- Written request: Repeat the whole listing exactly.

Collected data:
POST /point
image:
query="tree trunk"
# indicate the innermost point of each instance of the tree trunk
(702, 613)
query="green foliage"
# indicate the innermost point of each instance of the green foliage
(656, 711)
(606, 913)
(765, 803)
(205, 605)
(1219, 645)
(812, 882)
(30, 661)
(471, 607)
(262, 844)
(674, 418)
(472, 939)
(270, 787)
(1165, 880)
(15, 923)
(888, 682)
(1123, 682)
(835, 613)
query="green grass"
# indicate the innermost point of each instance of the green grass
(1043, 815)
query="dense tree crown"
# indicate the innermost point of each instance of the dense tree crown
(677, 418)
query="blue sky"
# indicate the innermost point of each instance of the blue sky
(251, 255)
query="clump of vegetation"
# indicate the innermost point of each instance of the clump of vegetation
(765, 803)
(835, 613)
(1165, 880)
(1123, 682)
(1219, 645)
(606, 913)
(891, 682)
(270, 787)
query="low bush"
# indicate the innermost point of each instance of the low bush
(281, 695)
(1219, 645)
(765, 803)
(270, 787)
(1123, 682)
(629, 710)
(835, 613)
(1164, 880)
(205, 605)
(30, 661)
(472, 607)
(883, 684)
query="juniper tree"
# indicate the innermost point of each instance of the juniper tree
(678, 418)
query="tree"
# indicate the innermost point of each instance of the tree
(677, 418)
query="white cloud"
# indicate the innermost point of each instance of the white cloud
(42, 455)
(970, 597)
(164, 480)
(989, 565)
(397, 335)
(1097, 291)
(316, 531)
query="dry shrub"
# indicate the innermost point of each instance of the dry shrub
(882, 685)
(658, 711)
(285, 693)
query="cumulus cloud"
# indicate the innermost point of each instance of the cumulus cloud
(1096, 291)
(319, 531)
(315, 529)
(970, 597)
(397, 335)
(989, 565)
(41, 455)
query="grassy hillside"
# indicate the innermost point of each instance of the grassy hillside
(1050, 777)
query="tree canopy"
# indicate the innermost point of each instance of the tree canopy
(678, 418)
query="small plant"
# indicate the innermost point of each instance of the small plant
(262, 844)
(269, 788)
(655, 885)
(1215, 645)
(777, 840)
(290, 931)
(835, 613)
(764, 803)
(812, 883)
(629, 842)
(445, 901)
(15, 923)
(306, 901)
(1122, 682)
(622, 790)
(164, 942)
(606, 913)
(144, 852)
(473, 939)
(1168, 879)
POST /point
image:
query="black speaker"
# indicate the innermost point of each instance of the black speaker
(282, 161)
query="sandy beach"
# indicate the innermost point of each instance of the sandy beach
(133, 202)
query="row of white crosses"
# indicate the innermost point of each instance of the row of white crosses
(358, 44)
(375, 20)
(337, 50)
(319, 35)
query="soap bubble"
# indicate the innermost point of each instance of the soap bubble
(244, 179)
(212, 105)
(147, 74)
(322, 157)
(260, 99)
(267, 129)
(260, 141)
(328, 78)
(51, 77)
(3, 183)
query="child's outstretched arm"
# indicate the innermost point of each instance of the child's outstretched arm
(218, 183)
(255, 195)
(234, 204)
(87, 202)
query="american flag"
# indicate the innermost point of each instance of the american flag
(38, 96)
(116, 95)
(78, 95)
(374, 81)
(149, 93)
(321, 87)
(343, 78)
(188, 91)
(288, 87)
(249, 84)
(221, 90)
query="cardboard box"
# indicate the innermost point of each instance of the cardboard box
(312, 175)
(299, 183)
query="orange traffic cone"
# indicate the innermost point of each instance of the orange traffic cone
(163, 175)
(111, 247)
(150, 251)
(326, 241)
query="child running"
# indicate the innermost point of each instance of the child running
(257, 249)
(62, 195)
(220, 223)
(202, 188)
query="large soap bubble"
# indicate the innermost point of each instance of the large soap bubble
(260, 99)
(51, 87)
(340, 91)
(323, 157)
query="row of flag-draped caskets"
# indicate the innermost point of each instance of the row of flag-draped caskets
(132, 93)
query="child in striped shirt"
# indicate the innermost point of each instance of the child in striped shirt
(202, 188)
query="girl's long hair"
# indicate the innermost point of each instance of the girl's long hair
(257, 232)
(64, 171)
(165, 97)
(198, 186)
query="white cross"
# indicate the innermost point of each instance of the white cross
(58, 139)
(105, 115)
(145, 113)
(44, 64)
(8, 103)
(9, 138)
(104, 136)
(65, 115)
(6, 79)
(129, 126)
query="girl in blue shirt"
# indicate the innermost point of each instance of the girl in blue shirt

- Solution for this task:
POST /point
image:
query="tree trunk"
# indicate the innermost point of each instance of the tree trunk
(702, 613)
query="green foliage"
# indicate the innermost point of each instance of the green foliage
(656, 711)
(606, 913)
(765, 803)
(205, 605)
(1219, 645)
(812, 882)
(30, 661)
(471, 607)
(262, 844)
(674, 418)
(472, 939)
(270, 787)
(1165, 880)
(15, 923)
(888, 682)
(1123, 682)
(835, 613)
query="green grass"
# indicate the innermost point of each instance of the green grass
(1043, 815)
query="dense tree crown"
# indicate the innermost point of each instance of the dense tree crown
(677, 418)
query="blue sky"
# indicate the innermost point of each instance of the blue sky
(251, 255)
query="clump of vegetation"
# indicate the innermost point of each instance of the clump of vegetation
(765, 803)
(835, 613)
(1165, 880)
(1123, 682)
(1219, 645)
(606, 913)
(891, 682)
(270, 787)
query="low bush"
# indicate the innermost point of each instance of the low bush
(281, 695)
(1219, 645)
(765, 803)
(270, 787)
(1123, 682)
(629, 710)
(835, 613)
(1164, 880)
(205, 605)
(30, 661)
(472, 607)
(883, 684)
query="juniper tree"
# indicate the innermost point of each instance of the juniper tree
(678, 418)
query="tree"
# indicate the innermost point of each instance of the tree
(677, 418)
query="white cloud"
# indicate the innermost point of each instance of the white cloud
(42, 455)
(970, 597)
(164, 480)
(989, 565)
(397, 335)
(1097, 291)
(316, 531)
query="dry shrub"
# indicate the innermost point of each instance of the dry shrub
(882, 685)
(658, 711)
(285, 693)
query="cumulus cloud"
# indicate the innermost point of each instance of the cumulus cloud
(1096, 291)
(319, 531)
(315, 529)
(970, 597)
(397, 335)
(989, 565)
(41, 455)
query="grassy hillside"
# indicate the innermost point of each instance of the grassy hillside
(1050, 777)
query="tree canopy"
# indicate the innermost point of each instance of the tree canopy
(678, 418)
query="small plant"
# indicate the innermost point of each instance of the small plant
(262, 844)
(269, 788)
(655, 885)
(1215, 645)
(777, 840)
(290, 931)
(835, 613)
(764, 803)
(812, 883)
(629, 842)
(445, 901)
(15, 923)
(306, 901)
(1122, 682)
(622, 790)
(164, 942)
(606, 913)
(144, 852)
(473, 939)
(1168, 879)
POST /point
image:
query="black speaker"
# indicate the innermost point of each instance of the black speaker
(282, 161)
query="sandy beach"
# indicate the innermost point of each instance of the sandy beach
(133, 202)
query="row of white crosses"
# indicate the innermost point of each instance of the row of white crosses
(358, 44)
(375, 20)
(337, 50)
(319, 35)
query="soap bubble"
# indicate the innermost point of each instance of the soap bubble
(244, 179)
(212, 105)
(147, 74)
(322, 157)
(260, 99)
(267, 129)
(260, 141)
(328, 78)
(51, 77)
(3, 183)
query="child's outstretched arm"
# indicate the innermost point of each instance of the child's outstretched arm
(218, 183)
(255, 195)
(234, 204)
(87, 202)
query="american flag"
# indicate the innermost point of each instance of the american flag
(38, 96)
(116, 95)
(78, 95)
(374, 81)
(149, 93)
(321, 87)
(343, 78)
(188, 91)
(288, 87)
(249, 84)
(221, 90)
query="cardboard box"
# indicate the innermost point of each instance of the cardboard box
(312, 175)
(299, 183)
query="orange traffic cone"
# indicate the innermost point of each instance of the orange traffic cone
(163, 175)
(111, 247)
(150, 251)
(326, 241)
query="child running"
# indicate the innermost point of each instance of the child running
(257, 249)
(62, 195)
(220, 223)
(202, 188)
query="large soap bubble"
# indicate the innermost point of each instance of the large soap bubble
(260, 99)
(51, 87)
(340, 91)
(323, 157)
query="row of flag-draped caskets"
# indicate the innermost point of each instance of the row of flag-draped caskets
(132, 93)
query="child in striped shirt"
# indicate the innermost point of each instance of the child in striped shirt
(202, 188)
query="girl's long hair"
# indicate the innermost point of each instance of the girl's long hair
(257, 232)
(64, 171)
(165, 97)
(198, 186)
query="white cross"
# indicate the innermost point of each instance of the white cross
(58, 139)
(105, 115)
(145, 113)
(44, 64)
(8, 103)
(9, 138)
(104, 136)
(65, 115)
(6, 79)
(129, 126)
query="girl in blue shirt"
# indicate the innermost point of each instance of the girl in blue shirt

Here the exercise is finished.